EXERCISE DIRECTIONS: Lift every line from the entries that includes the word "black".

===== GIVEN DATA

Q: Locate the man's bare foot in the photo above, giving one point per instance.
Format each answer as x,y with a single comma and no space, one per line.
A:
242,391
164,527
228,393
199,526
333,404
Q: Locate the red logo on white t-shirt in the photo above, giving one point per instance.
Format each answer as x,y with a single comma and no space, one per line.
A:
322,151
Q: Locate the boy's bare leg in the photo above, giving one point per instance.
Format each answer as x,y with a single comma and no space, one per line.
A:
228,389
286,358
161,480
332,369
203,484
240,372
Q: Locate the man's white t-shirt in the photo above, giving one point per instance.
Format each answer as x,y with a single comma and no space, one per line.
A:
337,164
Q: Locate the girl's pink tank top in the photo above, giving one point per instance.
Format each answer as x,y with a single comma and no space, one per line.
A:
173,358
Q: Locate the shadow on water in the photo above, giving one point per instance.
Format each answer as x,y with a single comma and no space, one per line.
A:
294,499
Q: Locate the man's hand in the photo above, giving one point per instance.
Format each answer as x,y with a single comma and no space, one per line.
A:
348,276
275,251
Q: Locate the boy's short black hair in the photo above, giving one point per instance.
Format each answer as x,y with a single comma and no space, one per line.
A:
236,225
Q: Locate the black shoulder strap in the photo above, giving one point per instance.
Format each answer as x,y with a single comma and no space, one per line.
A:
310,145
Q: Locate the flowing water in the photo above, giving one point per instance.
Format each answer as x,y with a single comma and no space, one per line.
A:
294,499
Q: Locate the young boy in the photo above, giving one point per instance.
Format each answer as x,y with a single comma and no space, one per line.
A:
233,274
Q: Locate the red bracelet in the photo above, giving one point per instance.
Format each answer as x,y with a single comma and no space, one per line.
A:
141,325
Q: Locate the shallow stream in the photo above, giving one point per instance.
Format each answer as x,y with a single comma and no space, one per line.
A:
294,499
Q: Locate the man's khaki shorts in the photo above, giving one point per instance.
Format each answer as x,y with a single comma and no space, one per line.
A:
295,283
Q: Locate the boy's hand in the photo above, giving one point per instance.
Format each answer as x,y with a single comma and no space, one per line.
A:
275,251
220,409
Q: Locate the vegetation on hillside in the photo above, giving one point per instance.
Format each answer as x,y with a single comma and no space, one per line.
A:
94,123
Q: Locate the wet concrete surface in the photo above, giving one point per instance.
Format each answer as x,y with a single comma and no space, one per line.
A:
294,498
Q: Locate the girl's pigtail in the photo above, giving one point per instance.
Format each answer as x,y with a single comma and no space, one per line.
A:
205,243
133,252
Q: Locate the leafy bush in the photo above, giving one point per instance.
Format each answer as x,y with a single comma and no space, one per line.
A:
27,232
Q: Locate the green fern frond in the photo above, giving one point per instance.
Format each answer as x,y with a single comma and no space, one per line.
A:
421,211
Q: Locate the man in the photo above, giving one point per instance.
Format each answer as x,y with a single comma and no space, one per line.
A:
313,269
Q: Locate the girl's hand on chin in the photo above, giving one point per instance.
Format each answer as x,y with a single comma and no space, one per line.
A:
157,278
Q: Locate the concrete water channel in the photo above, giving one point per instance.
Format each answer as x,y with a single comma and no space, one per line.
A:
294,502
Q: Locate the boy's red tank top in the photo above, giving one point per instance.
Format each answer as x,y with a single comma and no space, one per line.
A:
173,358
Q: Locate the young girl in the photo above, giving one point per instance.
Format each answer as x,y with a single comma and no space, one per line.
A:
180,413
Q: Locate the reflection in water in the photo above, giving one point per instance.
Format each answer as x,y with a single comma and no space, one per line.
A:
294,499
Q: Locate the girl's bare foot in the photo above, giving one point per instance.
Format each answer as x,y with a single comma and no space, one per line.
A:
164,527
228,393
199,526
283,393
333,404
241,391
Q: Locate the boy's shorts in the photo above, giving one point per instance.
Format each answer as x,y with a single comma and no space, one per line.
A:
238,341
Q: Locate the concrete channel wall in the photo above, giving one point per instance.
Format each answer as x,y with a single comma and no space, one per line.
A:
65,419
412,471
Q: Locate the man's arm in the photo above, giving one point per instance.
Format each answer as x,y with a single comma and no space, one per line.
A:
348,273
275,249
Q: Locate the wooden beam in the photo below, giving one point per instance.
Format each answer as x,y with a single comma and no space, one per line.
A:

==========

WRITTEN ANSWER:
Q: Locate the boy's short black hair in the photo above, giving one point per instance.
Q: Locate the black shoulder strap in the photo above, giving one point per instance.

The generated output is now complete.